▸ **Problem requirements**
Write only how many lines in this data include "blonde".

▸ **Excerpted records**
--- START ---
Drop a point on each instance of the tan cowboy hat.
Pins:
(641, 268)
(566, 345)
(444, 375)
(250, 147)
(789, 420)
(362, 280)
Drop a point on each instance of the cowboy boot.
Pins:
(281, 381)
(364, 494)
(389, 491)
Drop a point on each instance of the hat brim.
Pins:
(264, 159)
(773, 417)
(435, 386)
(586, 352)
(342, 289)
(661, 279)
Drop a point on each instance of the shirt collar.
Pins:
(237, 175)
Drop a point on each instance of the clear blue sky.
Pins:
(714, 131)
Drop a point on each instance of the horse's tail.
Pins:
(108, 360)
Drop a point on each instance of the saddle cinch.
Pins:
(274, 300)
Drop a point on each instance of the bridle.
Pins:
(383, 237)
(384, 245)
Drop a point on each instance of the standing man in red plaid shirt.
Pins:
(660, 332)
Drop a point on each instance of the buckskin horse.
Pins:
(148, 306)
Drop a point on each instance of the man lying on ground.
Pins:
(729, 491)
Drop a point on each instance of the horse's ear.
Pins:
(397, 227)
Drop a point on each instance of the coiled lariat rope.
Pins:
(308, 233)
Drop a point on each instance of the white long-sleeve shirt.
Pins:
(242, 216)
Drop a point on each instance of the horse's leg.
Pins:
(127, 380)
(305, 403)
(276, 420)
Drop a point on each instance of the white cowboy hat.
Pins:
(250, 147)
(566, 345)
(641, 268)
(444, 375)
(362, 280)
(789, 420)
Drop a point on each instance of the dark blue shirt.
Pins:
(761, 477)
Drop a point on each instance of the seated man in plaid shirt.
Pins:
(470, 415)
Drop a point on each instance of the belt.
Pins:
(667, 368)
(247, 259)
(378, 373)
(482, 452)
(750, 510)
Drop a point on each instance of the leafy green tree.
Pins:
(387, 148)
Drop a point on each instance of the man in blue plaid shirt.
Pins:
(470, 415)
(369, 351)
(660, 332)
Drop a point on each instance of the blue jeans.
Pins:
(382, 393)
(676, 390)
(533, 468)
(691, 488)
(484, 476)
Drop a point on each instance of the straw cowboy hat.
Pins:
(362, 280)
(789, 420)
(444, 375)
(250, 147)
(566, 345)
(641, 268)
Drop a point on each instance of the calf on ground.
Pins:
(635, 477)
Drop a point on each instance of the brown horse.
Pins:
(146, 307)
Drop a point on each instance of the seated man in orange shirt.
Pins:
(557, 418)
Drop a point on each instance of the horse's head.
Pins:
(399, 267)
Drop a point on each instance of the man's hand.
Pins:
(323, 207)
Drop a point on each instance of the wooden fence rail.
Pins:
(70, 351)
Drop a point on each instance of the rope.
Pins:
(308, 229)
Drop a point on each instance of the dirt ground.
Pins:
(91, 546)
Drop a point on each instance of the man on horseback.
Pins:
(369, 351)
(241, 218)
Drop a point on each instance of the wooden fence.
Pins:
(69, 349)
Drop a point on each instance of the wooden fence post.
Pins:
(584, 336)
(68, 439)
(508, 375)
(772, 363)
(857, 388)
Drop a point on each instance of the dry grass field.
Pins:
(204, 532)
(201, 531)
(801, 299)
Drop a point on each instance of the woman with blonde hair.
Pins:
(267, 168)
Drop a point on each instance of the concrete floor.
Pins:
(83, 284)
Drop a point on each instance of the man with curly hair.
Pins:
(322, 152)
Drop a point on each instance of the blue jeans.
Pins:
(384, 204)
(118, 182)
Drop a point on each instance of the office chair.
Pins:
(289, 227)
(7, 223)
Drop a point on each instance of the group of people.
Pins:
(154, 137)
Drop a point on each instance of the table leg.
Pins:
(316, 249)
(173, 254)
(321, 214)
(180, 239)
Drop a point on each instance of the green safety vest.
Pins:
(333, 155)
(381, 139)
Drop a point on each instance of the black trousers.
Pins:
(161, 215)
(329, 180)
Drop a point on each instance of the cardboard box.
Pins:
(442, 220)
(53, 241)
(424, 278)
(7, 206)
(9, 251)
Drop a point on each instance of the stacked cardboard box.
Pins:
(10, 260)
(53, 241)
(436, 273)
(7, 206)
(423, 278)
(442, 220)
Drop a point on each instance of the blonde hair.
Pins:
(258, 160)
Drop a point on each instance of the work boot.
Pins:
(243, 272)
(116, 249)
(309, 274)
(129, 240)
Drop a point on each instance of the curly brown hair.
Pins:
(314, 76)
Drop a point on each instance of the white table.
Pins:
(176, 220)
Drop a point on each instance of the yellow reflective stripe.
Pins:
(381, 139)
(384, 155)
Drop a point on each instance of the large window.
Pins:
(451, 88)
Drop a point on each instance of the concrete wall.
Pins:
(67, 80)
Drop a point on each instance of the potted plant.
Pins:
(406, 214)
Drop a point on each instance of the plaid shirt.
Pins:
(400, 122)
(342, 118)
--- END ---
▸ **Answer space**
2